— begin Given data —

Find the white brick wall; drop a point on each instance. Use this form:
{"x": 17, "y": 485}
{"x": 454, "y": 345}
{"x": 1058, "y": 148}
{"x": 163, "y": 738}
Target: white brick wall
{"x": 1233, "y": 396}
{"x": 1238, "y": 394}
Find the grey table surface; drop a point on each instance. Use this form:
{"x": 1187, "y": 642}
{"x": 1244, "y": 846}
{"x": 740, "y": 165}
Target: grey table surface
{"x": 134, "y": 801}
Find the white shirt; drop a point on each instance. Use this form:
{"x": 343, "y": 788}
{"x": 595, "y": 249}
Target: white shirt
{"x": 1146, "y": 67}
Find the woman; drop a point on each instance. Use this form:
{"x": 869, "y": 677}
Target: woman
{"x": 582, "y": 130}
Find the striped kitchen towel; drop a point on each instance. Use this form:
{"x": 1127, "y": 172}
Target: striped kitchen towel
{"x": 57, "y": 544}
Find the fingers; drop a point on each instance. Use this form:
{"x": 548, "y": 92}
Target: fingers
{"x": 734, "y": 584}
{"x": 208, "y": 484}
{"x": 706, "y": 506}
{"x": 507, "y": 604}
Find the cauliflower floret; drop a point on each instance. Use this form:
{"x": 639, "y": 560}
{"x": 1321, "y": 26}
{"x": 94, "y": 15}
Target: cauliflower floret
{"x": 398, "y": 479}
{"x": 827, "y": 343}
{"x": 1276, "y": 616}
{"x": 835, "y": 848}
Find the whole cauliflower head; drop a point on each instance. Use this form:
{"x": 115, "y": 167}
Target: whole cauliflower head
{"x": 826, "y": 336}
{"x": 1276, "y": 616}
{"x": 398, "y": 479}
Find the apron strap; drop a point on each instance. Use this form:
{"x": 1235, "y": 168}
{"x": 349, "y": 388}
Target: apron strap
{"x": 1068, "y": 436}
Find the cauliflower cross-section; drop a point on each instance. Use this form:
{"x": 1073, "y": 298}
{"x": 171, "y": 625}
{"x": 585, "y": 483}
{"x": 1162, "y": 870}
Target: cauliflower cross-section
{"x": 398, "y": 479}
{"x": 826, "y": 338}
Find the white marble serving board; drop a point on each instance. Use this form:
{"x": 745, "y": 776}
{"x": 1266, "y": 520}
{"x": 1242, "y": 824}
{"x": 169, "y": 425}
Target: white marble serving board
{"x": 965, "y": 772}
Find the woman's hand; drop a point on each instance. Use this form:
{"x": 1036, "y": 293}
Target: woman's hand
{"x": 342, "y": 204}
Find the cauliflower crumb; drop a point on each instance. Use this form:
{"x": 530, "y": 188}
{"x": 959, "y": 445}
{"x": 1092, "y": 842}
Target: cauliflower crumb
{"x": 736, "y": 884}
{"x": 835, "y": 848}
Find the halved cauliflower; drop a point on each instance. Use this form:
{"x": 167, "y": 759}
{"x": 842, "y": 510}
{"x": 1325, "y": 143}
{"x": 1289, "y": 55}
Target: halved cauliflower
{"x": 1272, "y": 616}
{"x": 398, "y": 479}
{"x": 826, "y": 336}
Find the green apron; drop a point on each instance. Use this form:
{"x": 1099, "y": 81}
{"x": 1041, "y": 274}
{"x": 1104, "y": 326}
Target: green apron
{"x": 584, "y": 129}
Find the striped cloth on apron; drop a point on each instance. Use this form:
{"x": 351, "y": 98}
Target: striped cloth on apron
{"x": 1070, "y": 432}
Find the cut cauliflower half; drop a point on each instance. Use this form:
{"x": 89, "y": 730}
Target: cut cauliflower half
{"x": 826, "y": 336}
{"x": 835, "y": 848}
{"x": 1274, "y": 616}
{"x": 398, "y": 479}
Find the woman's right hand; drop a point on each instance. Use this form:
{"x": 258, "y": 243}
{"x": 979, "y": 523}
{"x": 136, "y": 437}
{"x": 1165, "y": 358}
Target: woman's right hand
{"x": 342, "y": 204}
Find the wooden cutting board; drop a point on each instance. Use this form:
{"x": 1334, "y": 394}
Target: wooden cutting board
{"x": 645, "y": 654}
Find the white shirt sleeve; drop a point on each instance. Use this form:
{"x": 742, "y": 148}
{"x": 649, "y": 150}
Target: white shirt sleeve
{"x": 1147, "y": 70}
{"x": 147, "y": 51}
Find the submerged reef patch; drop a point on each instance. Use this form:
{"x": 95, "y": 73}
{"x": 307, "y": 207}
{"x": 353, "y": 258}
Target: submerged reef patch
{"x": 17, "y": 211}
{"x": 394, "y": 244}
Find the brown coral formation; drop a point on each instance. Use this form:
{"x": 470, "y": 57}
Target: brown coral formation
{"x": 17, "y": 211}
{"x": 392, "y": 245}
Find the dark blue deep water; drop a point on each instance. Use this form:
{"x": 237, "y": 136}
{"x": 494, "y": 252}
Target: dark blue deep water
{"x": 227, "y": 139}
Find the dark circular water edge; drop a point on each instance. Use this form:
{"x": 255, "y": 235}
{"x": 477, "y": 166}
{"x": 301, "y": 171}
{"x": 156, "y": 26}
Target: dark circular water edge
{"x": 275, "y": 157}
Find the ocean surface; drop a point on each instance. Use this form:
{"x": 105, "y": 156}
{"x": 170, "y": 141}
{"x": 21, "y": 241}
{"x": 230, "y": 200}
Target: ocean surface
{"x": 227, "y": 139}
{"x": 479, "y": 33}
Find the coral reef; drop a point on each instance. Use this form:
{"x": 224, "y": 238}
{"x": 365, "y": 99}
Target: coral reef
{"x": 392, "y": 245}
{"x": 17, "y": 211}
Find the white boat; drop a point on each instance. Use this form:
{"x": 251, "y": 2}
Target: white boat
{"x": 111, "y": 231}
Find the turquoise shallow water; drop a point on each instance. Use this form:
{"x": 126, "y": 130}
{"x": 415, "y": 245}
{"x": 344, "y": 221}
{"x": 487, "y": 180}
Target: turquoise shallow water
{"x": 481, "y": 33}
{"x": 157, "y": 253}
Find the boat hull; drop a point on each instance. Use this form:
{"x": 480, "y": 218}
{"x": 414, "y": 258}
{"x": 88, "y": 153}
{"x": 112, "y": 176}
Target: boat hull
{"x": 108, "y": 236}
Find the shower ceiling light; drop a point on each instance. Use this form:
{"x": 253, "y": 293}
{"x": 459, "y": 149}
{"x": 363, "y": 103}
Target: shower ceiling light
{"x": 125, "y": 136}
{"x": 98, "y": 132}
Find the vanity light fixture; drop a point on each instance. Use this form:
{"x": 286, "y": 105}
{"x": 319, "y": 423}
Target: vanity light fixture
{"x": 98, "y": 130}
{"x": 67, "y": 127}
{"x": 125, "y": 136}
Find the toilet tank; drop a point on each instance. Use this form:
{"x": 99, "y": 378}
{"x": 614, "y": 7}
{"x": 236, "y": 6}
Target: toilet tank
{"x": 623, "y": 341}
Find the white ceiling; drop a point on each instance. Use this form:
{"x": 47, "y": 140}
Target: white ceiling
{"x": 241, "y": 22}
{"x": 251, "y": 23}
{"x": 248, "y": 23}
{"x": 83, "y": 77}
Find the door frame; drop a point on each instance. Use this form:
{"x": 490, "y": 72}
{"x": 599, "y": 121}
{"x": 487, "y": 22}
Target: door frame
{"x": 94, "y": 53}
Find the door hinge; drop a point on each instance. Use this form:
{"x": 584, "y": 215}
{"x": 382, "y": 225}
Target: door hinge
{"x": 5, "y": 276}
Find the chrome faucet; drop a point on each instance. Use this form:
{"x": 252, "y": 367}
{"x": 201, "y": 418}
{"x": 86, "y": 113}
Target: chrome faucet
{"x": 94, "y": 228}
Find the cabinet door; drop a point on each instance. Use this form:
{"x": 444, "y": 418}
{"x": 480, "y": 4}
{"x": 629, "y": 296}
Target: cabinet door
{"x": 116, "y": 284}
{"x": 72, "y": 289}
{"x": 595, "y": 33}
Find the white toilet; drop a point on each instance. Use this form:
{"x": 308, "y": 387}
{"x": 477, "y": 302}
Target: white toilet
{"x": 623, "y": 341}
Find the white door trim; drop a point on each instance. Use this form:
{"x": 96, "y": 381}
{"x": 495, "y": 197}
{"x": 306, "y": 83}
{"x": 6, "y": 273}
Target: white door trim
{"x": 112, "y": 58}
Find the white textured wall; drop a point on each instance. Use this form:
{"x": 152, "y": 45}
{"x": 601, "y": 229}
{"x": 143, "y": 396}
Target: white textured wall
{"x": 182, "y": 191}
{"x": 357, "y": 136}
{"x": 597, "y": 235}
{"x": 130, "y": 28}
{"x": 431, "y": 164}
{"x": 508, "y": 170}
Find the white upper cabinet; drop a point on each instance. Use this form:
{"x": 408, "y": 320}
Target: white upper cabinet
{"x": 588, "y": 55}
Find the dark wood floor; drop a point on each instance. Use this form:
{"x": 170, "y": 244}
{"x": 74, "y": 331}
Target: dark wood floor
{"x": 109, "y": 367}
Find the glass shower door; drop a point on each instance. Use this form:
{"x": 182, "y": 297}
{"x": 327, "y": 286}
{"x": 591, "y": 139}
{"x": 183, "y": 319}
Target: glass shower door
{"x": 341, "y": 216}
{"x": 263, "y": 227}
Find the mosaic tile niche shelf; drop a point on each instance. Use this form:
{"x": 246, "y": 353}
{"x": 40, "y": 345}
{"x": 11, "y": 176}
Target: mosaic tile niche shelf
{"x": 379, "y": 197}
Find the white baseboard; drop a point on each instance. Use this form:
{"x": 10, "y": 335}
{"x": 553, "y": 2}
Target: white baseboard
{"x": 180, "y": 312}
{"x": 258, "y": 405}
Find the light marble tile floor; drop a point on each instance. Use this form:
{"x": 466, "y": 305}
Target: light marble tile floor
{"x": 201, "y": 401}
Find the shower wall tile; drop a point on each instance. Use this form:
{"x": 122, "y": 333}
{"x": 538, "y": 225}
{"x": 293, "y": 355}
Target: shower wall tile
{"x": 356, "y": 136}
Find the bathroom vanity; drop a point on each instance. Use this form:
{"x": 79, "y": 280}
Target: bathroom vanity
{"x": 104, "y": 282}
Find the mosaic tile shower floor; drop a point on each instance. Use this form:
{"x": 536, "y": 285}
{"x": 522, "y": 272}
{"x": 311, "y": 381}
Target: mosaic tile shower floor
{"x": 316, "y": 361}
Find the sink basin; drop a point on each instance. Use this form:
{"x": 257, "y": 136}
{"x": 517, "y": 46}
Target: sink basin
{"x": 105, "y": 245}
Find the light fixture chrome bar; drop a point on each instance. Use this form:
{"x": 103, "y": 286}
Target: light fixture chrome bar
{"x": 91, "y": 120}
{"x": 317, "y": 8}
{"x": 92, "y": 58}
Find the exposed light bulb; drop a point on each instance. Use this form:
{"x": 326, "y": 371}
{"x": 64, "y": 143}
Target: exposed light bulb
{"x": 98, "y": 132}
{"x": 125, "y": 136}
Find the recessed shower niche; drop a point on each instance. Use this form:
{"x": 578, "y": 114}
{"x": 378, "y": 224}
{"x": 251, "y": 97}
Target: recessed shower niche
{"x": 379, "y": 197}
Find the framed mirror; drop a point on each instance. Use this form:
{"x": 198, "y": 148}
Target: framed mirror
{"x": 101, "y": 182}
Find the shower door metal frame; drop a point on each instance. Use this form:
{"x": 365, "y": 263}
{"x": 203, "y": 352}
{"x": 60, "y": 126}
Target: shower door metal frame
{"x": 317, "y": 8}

— end Given data —

Instructions to follow
Copy only this span: the line that contains "Find the recessed", the last line, and every line between them.

Result of this exercise
Find the recessed shower niche; drop a point on each instance. Use this form:
{"x": 578, "y": 114}
{"x": 378, "y": 224}
{"x": 251, "y": 97}
Target: recessed shower niche
{"x": 379, "y": 197}
Find the framed mirror; drop a point on each instance. Use this form:
{"x": 198, "y": 148}
Target: framed mirror
{"x": 101, "y": 182}
Find the shower door metal frame; drop a point on each instance. Use this form:
{"x": 365, "y": 263}
{"x": 203, "y": 352}
{"x": 60, "y": 126}
Target: shower door metal frame
{"x": 317, "y": 8}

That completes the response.